_EXERCISES TO COMPLETE:_
1. In the post about flavor and texture complaints, when does the company already run sensory evaluations on a batch?
2. Please carry the post about flavor and texture complaints further, picking up after its final sentence.
-- start TEXT BLOCK --
Every now and then, we receive customer complaints about the flavour or texture of a product. For these types of complaints, our current procedure is to run a sensory evaluation on a sample from the batch in question. The thing is, 10 out of 10 times, there’s absolutely nothing wrong with the product — it ends up being a bit of a waste of time. We already run sensory evaluations during production, before authorising packaging of the batch, so if there’s any non-conformance, we catch it then.

 

Recently, this topic came up because, in theory, something could go wrong during packaging that affects the sensory profile — although this has never actually happened before.

 

What would you do?
Do you think we should implement a trigger before testing a batch — for example, “if we receive at least two complaints on the same batch, then we test it” — or should we keep things as they are?

 

Thank you!

 

I think there are two things I'd look at here.
-- end TEXT BLOCK --
-- start DATASET CONTENT --
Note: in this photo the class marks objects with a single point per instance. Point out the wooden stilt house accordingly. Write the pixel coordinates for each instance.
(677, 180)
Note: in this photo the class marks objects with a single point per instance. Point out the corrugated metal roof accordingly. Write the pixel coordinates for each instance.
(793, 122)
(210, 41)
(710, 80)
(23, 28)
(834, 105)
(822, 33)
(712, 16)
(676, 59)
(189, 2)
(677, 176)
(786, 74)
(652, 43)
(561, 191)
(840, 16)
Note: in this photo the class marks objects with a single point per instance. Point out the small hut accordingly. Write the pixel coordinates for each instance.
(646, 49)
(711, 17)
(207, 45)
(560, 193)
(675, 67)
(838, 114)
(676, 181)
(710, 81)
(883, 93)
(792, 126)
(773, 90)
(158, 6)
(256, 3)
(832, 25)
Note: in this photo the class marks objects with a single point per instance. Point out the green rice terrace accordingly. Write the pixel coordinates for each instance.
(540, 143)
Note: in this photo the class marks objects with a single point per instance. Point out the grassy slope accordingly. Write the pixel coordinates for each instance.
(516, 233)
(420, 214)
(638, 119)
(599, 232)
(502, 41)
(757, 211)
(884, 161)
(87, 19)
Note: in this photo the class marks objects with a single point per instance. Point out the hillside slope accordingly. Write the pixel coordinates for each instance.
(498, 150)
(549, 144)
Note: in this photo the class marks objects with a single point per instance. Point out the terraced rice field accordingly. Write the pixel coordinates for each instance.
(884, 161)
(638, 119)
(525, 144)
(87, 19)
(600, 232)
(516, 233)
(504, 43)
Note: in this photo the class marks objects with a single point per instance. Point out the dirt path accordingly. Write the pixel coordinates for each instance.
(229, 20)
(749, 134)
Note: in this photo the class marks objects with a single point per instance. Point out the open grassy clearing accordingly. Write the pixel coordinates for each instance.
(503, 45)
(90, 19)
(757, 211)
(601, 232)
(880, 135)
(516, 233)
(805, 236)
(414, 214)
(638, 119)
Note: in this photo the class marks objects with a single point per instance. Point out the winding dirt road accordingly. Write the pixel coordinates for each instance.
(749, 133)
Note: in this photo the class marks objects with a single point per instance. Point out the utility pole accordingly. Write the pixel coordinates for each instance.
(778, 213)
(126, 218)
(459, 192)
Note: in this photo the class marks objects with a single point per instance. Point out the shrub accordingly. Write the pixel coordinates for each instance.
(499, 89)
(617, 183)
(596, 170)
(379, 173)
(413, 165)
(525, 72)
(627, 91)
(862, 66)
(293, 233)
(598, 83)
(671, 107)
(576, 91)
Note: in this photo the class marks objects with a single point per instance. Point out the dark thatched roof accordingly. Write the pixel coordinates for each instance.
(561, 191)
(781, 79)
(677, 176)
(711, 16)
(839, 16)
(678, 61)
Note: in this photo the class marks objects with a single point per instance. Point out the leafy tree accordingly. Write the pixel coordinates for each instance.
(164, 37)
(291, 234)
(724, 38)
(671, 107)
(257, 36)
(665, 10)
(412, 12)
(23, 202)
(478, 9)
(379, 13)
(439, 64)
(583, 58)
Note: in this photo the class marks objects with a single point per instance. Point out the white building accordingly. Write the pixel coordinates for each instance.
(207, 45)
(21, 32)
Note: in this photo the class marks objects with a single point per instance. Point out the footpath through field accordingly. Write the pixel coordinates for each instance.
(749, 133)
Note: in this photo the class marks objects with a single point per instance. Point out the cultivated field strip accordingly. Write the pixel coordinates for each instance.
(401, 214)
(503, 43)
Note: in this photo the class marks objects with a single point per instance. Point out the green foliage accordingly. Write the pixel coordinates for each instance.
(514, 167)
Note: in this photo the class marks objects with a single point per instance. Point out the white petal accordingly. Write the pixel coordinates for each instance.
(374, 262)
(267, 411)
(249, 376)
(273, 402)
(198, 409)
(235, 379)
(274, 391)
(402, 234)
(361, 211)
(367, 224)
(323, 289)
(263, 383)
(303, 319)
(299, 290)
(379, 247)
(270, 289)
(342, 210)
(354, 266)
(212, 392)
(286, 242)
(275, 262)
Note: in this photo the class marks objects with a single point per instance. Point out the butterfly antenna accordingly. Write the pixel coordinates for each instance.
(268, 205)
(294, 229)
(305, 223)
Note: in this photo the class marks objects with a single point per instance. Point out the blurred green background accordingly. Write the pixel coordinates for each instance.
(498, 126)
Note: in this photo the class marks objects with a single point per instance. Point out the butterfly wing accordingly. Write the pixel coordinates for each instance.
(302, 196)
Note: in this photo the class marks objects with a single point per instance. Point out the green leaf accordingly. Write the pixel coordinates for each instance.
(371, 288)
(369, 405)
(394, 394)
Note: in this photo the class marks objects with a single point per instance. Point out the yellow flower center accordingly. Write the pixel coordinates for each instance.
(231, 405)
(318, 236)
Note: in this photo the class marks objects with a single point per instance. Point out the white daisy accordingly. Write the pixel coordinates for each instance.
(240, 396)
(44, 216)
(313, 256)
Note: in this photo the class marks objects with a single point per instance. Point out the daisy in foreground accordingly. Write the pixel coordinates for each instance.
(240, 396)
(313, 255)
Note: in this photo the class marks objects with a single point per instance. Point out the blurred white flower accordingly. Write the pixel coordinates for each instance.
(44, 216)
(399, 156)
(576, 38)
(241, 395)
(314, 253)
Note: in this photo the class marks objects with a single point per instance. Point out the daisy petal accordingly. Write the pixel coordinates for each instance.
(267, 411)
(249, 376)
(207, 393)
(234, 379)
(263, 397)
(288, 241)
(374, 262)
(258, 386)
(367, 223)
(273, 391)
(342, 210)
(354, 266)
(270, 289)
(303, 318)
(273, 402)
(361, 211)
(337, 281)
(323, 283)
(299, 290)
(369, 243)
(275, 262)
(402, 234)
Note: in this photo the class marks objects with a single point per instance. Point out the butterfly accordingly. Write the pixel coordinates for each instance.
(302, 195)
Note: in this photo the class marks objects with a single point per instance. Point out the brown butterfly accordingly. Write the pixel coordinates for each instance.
-- end DATASET CONTENT --
_THE REPLIES:_
1. During production, before authorizing packaging of the batch.

2.
For quality complaints which have a risk of being a perception issue (i.e. they don't like the product but it's as intended) then I do tend to focus on adverse trends.  So rather than investigate every one, I'd investigate if there was a specific spike and write that into the procedure.  I'd also look to how you measure things like texture (which ideally you should not just organoleptically if possible) and look to whether the extremes of "in spec" are actually organoleptically acceptable.  Lastly I would make sure there were regular checks to ensure things are really being made to spec.

 

BUT...

 

If you have a particular trend on texture or flavour, sorry to be blunt but perhaps your standard isn't great?  Perhaps people don't actually like it?  How do you know that whatever texture or flavour you're targeting is the best one?  Have you benchmarked with professional taste testers vs. the competition?  Have you tried recipe tweaks?  Perhaps it is worth passing that back to your NPD team (once you're 100% sure no mess ups are happening in production) to see if they could optimise the recipe?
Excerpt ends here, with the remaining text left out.